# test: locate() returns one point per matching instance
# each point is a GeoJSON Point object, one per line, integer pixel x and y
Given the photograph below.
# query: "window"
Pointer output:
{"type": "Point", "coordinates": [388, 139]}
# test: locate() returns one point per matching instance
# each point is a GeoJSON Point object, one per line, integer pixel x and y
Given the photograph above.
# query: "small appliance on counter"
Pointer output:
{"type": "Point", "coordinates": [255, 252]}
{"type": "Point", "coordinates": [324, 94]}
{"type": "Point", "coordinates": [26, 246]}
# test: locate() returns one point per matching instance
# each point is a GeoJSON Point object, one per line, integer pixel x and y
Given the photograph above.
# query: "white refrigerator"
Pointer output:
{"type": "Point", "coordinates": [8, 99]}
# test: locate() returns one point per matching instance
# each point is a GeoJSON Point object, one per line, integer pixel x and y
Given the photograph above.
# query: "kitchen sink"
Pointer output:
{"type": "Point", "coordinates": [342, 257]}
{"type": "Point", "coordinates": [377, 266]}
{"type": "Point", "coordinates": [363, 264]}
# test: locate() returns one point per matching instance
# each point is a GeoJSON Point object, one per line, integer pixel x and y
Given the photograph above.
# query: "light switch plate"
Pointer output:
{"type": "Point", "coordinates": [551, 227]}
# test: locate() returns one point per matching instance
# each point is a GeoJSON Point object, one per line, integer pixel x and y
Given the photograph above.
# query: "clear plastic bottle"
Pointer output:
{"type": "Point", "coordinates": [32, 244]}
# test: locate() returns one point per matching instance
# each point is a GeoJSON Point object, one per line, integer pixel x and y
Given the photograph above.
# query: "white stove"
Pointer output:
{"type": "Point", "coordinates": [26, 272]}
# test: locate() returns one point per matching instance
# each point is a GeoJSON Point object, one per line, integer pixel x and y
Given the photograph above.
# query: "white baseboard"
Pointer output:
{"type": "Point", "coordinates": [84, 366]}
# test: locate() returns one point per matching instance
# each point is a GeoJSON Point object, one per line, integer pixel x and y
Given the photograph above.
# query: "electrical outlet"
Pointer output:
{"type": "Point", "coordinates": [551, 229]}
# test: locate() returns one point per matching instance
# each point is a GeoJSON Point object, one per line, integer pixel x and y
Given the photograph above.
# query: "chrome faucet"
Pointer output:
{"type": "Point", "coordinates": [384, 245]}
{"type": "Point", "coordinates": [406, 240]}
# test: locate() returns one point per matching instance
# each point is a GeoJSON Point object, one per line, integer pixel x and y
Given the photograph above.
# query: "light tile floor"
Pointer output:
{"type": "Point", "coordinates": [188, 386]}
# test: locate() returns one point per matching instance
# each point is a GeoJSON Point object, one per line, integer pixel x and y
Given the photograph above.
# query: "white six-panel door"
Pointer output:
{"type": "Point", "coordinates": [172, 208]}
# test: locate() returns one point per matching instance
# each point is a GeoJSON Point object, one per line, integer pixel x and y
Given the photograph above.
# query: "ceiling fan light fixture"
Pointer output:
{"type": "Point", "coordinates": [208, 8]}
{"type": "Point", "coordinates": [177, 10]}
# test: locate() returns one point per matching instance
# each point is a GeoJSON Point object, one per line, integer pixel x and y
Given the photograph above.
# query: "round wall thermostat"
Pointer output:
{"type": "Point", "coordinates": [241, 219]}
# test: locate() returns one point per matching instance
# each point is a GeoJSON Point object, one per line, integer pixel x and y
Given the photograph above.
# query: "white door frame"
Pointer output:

What the task asks - Reproduce each entry above exactly, keeping every word.

Reply to the task -
# test: locate() returns one point per matching instance
# each point is a GeoJSON Point object, one per line, integer pixel x and y
Given the photograph below.
# query: "window"
Pointer output:
{"type": "Point", "coordinates": [388, 139]}
# test: locate() returns one point per matching instance
# each point is a GeoJSON Point object, one per line, integer pixel x and y
Given the photograph above.
# query: "small appliance on counter"
Pointer output:
{"type": "Point", "coordinates": [255, 252]}
{"type": "Point", "coordinates": [324, 94]}
{"type": "Point", "coordinates": [26, 246]}
# test: locate() returns one point per matching instance
# each point is a GeoJSON Point object, one per line, integer pixel x and y
Given the photograph above.
# query: "white refrigerator"
Pointer output:
{"type": "Point", "coordinates": [8, 99]}
# test: locate() returns one point per matching instance
# each point is a GeoJSON Point object, one per line, integer pixel x and y
Given the photograph above.
# query: "kitchen sink"
Pointer output:
{"type": "Point", "coordinates": [342, 257]}
{"type": "Point", "coordinates": [377, 266]}
{"type": "Point", "coordinates": [363, 264]}
# test: locate() returns one point per matching instance
# each point is a GeoJSON Point object, one per line, integer pixel x and y
Given the photograph above.
# query: "light switch plate"
Pointer output:
{"type": "Point", "coordinates": [551, 227]}
# test: locate() returns one point per matching instance
# each point is a GeoJSON Point object, one per line, integer pixel x and y
Given the photograph above.
# query: "clear plastic bottle"
Pointer output:
{"type": "Point", "coordinates": [32, 244]}
# test: locate() returns one point per matching instance
# each point is a GeoJSON Point object, one per line, integer pixel x and y
Given the photograph above.
# query: "white stove"
Pointer output:
{"type": "Point", "coordinates": [26, 272]}
# test: locate() returns one point per matching instance
# each point is a GeoJSON Point object, one per line, integer pixel x and y
Given the photograph above.
# query: "white baseboard"
Pointer output:
{"type": "Point", "coordinates": [84, 366]}
# test: locate() returns one point per matching instance
# each point is a GeoJSON Point object, one per line, integer pixel x and y
Given the photograph above.
# query: "electrical outlet"
Pointer output:
{"type": "Point", "coordinates": [551, 229]}
# test: locate() returns one point per matching instance
# each point is a GeoJSON Point object, one per line, integer pixel x and y
Given the photograph above.
# query: "chrome faucet"
Pointer output:
{"type": "Point", "coordinates": [384, 245]}
{"type": "Point", "coordinates": [406, 240]}
# test: locate() returns one point per matching instance
# each point is a GeoJSON Point object, one per line, integer pixel x and y
Given the photograph above.
# query: "light tile floor"
Pointer output:
{"type": "Point", "coordinates": [188, 386]}
# test: locate() returns one point per matching instance
# each point is a GeoJSON Point object, one per line, integer pixel x and y
Given the photograph above.
# query: "white six-panel door"
Pointer output:
{"type": "Point", "coordinates": [172, 208]}
# test: locate() returns one point per matching instance
# each point is a GeoJSON Point object, one per line, integer pixel x and y
Given the photograph above.
# query: "ceiling fan light fixture"
Pointer output:
{"type": "Point", "coordinates": [208, 8]}
{"type": "Point", "coordinates": [177, 10]}
# test: locate() returns one point per matching instance
# each point is a GeoJSON Point object, one per line, integer pixel x and y
Given the photograph above.
# query: "round wall thermostat"
Pointer output:
{"type": "Point", "coordinates": [241, 219]}
# test: locate() returns one point per matching instance
# each point is a GeoJSON Point object, one per line, integer pixel x and y
Given the photograph above.
# query: "white door frame"
Pointer output:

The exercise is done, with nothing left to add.